*VOTRE OBJECTIF:* Recopiez intégralement, sans rien modifier, l'extrait d'entretien ci-dessous sur les négociations conventionnelles des infirmiers libéraux.

*EXTRAIT PRÉSENTÉ:*

%%

Soit mais que faire ?

D.G. A ce stade, la FNI ne veut pas rompre le fil avec le Gouvernement ni avec la Cnam car c’est le seul qui est susceptible de nous faire aboutir tout en restant dans le champ conventionnel. L’objectif de notre action est de presser le Gouvernement, en particulier Bercy, pour débloquer la situation et acter cette fameuse lettre de cadrage qui devra, ensuite, être validée par le Conseil de l’Uncam.

A nos yeux, cette lettre doit porter à la fois sur la reconnaissance de la profession et sur la valorisation financière pour répondre au malaise actuel des Idel (Infirmiers diplômés d’État libéraux, NDLR). De son côté, la Cnam ne peut envisager une négociation qui soit purement économique.

En effet, elle veut que cette négociation intègre également des mesures de restructuration. En l’occurrence, inclure dans le champ conventionnel les prérogatives nouvelles que sont l’infirmier référent et celles qui seront contenues dans la réingénierie du métier actuellement en cours. Nous avons été très fermes sur ce point dans la mesure où les attendus de cette réingénierie ne produiront pas leurs effets avant cinq ou six ans.

Or, le calendrier ne nous permet pas d’attendre aussi longtemps. Il impose des mesures concrètes et rapides. C’est pourquoi la FNI attend l’ouverture de négociations conventionnelles très prochainement.

 

Comment pousser l’Exécutif à se mettre en mouvement ?

D.G. Nous avons décidé d’interpeller le Président de la République dans le cadre d’une d’une lettre ouverte publiée dans la presse régionale et d’une campagne digitale pour promouvoir nos revendications. Nous n’avons pas été dans la rue car nous voulons conserver une forme de crédibilité. Nous préférons défendre nos positions qui sont plus viables que celles contenues dans le manifeste signé par le Sniil. Je ne veux pas qu’il y ait un amalgame entre ce que nous demandons et ce que demandent les autres syndicats et le collectif car je pense qu’ils se trompent fortement en étant aussi décalés en s’affranchissant du contexte économique.

%%

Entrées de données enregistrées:
%%

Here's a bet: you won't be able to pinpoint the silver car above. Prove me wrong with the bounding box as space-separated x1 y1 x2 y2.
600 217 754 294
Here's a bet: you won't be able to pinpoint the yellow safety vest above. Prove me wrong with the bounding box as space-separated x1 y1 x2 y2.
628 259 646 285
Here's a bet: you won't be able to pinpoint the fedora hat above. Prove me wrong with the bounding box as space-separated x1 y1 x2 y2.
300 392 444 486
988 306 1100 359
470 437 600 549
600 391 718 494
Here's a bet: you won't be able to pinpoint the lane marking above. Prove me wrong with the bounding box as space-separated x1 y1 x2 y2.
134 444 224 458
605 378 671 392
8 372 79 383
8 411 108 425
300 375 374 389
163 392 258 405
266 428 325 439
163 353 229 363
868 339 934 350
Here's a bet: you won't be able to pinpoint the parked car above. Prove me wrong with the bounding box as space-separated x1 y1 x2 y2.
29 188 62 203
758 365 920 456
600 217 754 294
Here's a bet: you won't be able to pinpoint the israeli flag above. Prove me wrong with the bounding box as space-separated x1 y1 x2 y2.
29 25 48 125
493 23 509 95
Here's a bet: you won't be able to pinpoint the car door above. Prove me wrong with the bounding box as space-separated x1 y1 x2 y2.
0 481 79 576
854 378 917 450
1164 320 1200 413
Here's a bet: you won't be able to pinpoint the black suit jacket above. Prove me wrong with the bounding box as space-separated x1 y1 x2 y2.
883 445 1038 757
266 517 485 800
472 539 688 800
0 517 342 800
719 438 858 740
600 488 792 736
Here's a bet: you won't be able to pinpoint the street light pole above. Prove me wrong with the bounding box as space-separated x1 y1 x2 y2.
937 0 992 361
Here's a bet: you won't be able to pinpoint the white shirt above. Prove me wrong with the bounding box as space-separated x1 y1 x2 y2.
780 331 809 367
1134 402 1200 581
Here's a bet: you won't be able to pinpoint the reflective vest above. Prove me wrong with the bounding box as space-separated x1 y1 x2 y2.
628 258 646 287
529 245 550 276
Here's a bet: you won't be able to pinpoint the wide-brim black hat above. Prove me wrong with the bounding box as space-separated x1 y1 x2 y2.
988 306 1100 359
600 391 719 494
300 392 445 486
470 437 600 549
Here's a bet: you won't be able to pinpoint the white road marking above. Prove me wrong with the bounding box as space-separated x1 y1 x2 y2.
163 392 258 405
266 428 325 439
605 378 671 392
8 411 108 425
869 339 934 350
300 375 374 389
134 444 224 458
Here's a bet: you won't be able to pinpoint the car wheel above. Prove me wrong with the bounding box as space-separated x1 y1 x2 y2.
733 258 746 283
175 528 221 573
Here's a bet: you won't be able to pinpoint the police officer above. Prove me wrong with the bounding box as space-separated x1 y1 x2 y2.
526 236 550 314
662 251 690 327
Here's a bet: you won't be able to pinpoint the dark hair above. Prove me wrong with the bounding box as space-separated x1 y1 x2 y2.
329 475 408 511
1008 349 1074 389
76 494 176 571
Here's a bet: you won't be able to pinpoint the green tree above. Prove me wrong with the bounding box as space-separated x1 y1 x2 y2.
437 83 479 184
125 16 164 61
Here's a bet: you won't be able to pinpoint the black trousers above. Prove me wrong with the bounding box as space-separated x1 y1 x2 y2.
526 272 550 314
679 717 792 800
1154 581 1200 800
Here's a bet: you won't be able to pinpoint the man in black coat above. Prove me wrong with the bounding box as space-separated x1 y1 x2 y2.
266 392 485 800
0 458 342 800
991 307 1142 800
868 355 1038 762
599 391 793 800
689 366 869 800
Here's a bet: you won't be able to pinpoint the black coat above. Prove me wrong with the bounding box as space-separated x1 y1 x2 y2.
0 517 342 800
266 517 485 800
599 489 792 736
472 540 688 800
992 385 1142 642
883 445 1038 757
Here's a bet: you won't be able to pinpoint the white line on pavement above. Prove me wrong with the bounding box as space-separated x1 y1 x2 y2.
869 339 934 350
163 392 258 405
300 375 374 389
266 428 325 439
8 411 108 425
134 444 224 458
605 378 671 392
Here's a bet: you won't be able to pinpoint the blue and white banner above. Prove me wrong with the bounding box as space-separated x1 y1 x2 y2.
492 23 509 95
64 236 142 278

%%

*RÉPONSE:*
Soit mais que faire ?

D.G. A ce stade, la FNI ne veut pas rompre le fil avec le Gouvernement ni avec la Cnam car c’est le seul qui est susceptible de nous faire aboutir tout en restant dans le champ conventionnel. L’objectif de notre action est de presser le Gouvernement, en particulier Bercy, pour débloquer la situation et acter cette fameuse lettre de cadrage qui devra, ensuite, être validée par le Conseil de l’Uncam.

A nos yeux, cette lettre doit porter à la fois sur la reconnaissance de la profession et sur la valorisation financière pour répondre au malaise actuel des Idel (Infirmiers diplômés d’État libéraux, NDLR). De son côté, la Cnam ne peut envisager une négociation qui soit purement économique.

En effet, elle veut que cette négociation intègre également des mesures de restructuration. En l’occurrence, inclure dans le champ conventionnel les prérogatives nouvelles que sont l’infirmier référent et celles qui seront contenues dans la réingénierie du métier actuellement en cours. Nous avons été très fermes sur ce point dans la mesure où les attendus de cette réingénierie ne produiront pas leurs effets avant cinq ou six ans.

Or, le calendrier ne nous permet pas d’attendre aussi longtemps. Il impose des mesures concrètes et rapides. C’est pourquoi la FNI attend l’ouverture de négociations conventionnelles très prochainement.

 

Comment pousser l’Exécutif à se mettre en mouvement ?

D.G. Nous avons décidé d’interpeller le Président de la République dans le cadre d’une d’une lettre ouverte publiée dans la presse régionale et d’une campagne digitale pour promouvoir nos revendications. Nous n’avons pas été dans la rue car nous voulons conserver une forme de crédibilité. Nous préférons défendre nos positions qui sont plus viables que celles contenues dans le manifeste signé par le Sniil. Je ne veux pas qu’il y ait un amalgame entre ce que nous demandons et ce que demandent les autres syndicats et le collectif car je pense qu’ils se trompent fortement en étant aussi décalés en s’affranchissant du contexte économique.